■ WORK REQUIRED:
The answer should consist of all the entries, repeated word for word.

■ MATERIAL FOR THE TASK:
============

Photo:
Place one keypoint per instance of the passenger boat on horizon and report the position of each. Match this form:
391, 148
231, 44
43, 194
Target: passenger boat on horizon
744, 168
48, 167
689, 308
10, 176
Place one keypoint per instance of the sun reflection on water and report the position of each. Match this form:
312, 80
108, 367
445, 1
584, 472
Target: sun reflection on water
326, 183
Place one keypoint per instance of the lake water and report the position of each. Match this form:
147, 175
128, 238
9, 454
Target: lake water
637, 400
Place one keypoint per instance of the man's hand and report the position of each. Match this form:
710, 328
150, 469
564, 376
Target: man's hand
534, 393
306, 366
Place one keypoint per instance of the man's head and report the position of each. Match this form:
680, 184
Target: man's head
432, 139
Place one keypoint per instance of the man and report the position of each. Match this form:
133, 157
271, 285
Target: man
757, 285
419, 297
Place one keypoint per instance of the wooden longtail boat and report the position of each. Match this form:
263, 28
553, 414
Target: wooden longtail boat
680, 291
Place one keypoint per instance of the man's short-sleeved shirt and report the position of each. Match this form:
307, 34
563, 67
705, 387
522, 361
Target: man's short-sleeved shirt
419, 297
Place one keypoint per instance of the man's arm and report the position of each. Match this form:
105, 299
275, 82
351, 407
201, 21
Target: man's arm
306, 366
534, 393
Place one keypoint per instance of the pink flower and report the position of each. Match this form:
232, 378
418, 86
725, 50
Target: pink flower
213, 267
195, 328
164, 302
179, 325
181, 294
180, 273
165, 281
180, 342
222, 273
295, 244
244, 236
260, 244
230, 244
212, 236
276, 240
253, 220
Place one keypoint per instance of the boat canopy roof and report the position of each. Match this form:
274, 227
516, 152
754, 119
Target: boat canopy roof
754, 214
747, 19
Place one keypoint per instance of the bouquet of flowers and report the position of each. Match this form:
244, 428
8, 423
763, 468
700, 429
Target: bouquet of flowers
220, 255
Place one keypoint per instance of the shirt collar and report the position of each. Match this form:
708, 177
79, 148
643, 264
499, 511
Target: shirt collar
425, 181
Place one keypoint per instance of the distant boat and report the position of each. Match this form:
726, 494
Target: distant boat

============

■ RESPONSE TO THIS TASK:
Photo:
Place one keypoint per instance of the passenger boat on horizon and report the position of each. Match this form:
391, 148
231, 44
43, 194
Target: passenger boat on horizon
744, 168
48, 167
689, 308
10, 176
Place one keypoint per instance of the sun reflection on water and report the position of each. Match this form:
312, 80
108, 367
445, 1
584, 472
Target: sun reflection on water
326, 183
Place one keypoint per instance of the lake water and report the position of each. Match this form:
147, 175
128, 238
9, 454
Target: lake water
637, 400
Place one keypoint per instance of the man's hand and report the position of each. Match this form:
710, 328
150, 469
564, 376
Target: man's hand
534, 393
306, 366
Place one keypoint per instance of the man's head and report the position of each. Match this form:
680, 184
Target: man's head
432, 139
Place one keypoint per instance of the man and report the position of each. Match this form:
133, 157
271, 285
Target: man
757, 285
419, 297
Place one keypoint per instance of the wooden longtail boat and report the position of each. Match this form:
263, 28
553, 414
Target: wooden longtail boat
680, 291
Place one keypoint per instance of the man's short-sleeved shirt and report the position of each. Match this form:
307, 34
563, 67
705, 387
522, 361
Target: man's short-sleeved shirt
419, 297
Place one keypoint per instance of the man's arm and report the position of each. Match this form:
105, 299
275, 82
351, 407
201, 21
Target: man's arm
306, 366
534, 393
Place one keypoint per instance of the pink flower and report the position of each. Match this form:
232, 378
418, 86
725, 50
Target: pink flower
213, 267
195, 328
164, 302
179, 325
181, 294
180, 273
165, 281
180, 342
222, 273
295, 244
244, 236
260, 244
230, 244
212, 236
276, 240
253, 220
Place one keypoint per instance of the boat canopy roof and report the position of each. Match this form:
274, 227
516, 152
754, 119
Target: boat canopy roof
754, 214
747, 19
Place one keypoint per instance of the bouquet of flowers and report the position of each. Match this form:
244, 428
8, 423
763, 468
700, 429
Target: bouquet of flowers
220, 255
Place one keypoint per instance of the shirt collar and report the position of each. Match this form:
708, 177
79, 148
643, 264
499, 511
Target: shirt collar
425, 181
Place one keypoint per instance of the distant boat and report the position of each. Match this form:
726, 494
Target: distant boat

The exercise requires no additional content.